• _Material provided_:
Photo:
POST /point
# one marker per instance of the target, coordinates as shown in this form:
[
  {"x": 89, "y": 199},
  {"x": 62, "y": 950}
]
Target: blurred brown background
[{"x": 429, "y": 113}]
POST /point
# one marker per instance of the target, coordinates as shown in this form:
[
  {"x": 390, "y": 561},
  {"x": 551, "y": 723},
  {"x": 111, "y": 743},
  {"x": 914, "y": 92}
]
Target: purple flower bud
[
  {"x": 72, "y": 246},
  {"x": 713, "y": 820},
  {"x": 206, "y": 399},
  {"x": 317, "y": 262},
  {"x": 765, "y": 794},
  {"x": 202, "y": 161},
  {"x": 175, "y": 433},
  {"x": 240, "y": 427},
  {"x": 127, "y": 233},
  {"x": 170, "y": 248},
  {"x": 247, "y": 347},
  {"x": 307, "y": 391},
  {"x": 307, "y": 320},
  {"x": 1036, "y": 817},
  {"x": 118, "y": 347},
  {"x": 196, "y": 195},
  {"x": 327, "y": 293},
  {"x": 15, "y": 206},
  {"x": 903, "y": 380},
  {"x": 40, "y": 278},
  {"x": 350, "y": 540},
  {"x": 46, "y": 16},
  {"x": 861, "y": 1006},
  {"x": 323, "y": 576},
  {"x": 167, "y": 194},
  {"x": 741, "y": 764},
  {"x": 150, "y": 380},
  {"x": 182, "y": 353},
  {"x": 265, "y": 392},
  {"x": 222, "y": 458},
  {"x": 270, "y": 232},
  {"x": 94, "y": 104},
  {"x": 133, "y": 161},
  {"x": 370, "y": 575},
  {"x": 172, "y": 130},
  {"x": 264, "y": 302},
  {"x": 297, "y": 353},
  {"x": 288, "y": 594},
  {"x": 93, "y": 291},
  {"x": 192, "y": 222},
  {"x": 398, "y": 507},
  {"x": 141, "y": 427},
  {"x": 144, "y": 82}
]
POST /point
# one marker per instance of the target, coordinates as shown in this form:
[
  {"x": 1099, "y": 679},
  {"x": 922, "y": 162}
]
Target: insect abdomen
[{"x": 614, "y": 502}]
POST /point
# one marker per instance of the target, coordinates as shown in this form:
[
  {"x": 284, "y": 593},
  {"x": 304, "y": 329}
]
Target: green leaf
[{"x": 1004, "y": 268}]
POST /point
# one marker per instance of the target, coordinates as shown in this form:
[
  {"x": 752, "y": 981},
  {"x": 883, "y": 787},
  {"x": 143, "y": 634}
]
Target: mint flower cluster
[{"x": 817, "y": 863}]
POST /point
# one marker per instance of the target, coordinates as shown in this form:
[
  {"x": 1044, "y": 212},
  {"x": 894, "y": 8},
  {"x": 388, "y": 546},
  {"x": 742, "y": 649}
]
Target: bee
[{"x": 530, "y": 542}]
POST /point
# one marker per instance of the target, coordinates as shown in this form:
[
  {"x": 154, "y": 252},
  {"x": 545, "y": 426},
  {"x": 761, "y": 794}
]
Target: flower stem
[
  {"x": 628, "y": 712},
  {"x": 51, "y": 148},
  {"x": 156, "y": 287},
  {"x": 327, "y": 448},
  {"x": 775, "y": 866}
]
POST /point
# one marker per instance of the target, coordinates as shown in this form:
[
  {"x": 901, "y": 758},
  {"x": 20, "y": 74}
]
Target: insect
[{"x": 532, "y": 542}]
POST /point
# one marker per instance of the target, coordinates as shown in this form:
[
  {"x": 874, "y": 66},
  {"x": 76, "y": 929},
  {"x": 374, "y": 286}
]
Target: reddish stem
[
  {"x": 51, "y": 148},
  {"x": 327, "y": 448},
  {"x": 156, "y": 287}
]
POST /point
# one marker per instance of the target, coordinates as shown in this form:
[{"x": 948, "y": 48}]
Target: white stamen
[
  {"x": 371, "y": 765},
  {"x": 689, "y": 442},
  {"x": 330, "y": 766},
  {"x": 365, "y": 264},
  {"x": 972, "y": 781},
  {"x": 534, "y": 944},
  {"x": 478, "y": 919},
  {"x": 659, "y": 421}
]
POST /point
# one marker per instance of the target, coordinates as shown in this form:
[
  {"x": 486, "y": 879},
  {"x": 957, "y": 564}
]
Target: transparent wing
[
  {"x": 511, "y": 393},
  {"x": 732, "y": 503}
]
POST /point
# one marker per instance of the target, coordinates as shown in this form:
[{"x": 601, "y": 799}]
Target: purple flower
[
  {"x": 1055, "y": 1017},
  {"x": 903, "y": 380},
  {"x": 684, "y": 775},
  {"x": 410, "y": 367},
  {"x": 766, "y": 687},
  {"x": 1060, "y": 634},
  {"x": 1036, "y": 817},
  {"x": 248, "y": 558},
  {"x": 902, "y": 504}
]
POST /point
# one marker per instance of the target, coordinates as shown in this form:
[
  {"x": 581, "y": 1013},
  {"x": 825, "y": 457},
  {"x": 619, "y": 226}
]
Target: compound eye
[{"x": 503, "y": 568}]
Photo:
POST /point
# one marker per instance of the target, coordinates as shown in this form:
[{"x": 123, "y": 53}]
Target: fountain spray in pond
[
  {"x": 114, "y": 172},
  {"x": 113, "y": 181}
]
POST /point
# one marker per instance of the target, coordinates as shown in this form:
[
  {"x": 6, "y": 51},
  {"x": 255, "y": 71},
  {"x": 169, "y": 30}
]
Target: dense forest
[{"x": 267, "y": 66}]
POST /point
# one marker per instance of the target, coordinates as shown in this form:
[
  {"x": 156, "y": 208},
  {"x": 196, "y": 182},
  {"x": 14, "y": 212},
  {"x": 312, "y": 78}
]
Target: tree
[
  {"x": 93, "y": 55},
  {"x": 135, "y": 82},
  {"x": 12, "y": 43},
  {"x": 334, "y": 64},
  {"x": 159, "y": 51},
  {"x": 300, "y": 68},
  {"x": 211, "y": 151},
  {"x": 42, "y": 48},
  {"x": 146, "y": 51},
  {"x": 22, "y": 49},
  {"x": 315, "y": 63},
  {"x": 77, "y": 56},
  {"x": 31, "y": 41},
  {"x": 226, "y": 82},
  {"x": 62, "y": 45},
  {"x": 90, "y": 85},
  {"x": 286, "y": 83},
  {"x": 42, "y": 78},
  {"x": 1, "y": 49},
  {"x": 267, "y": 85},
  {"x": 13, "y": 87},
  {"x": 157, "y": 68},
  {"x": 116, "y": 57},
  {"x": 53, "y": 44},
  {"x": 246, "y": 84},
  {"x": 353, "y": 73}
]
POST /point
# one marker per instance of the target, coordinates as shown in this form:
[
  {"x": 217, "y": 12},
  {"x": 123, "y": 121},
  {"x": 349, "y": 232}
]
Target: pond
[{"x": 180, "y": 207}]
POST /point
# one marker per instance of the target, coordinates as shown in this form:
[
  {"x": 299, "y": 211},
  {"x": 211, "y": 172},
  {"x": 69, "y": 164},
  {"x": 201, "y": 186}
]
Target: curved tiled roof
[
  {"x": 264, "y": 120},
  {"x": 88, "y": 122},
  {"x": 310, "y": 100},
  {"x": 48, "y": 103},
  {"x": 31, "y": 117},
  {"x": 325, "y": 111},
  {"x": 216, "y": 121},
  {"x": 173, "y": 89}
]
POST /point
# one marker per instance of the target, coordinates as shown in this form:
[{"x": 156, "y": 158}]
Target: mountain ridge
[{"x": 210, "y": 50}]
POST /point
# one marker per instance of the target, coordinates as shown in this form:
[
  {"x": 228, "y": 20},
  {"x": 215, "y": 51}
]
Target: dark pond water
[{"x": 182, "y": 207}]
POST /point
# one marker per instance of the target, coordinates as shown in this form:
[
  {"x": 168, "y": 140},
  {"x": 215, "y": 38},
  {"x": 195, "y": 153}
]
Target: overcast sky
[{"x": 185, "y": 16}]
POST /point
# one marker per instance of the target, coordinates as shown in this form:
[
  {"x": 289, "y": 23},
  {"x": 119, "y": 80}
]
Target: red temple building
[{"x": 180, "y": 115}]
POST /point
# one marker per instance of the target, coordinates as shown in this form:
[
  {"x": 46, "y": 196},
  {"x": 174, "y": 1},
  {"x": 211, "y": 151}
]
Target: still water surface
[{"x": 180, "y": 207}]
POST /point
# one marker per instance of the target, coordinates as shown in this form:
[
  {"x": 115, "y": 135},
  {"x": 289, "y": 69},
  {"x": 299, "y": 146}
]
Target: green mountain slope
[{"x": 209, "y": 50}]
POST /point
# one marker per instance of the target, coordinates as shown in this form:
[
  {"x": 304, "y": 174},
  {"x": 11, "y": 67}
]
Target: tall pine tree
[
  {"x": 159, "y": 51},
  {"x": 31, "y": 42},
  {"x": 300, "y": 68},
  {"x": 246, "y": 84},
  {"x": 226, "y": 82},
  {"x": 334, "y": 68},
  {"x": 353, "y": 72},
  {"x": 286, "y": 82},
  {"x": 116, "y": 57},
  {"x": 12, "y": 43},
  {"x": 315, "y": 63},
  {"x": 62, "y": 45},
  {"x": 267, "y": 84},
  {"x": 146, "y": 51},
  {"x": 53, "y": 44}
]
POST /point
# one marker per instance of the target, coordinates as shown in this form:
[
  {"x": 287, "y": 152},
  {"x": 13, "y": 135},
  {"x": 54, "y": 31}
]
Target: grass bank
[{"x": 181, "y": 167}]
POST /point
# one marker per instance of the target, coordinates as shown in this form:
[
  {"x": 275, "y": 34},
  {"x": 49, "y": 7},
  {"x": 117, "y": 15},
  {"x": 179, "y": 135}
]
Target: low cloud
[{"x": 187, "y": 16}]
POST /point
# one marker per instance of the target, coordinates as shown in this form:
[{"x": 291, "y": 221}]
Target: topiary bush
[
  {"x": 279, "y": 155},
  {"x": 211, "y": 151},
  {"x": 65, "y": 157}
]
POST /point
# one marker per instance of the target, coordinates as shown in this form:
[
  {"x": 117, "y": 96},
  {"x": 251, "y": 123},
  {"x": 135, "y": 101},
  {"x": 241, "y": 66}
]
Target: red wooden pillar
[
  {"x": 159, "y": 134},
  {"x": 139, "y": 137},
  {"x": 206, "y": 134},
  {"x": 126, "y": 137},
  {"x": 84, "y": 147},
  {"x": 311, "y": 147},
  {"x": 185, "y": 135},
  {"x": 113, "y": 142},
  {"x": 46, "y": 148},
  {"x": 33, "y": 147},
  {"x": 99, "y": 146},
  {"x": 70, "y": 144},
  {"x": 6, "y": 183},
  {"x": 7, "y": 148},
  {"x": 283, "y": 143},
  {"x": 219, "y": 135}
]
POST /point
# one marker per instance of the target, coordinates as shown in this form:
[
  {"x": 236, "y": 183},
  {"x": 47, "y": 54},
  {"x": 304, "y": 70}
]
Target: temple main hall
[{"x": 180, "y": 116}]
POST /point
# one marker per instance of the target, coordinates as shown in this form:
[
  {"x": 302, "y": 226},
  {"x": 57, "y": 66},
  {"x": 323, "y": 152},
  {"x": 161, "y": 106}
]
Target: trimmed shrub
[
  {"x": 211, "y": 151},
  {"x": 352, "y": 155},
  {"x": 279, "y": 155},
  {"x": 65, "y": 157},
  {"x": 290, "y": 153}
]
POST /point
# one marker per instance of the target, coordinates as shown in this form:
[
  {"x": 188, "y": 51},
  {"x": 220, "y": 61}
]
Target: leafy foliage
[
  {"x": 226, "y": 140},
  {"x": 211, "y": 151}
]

• _What needs to be done_: Which lines in the listing above contain the string "mountain", with case counting? Pick out every such line and copy it.

• _The response_:
Target: mountain ridge
Target: green mountain slope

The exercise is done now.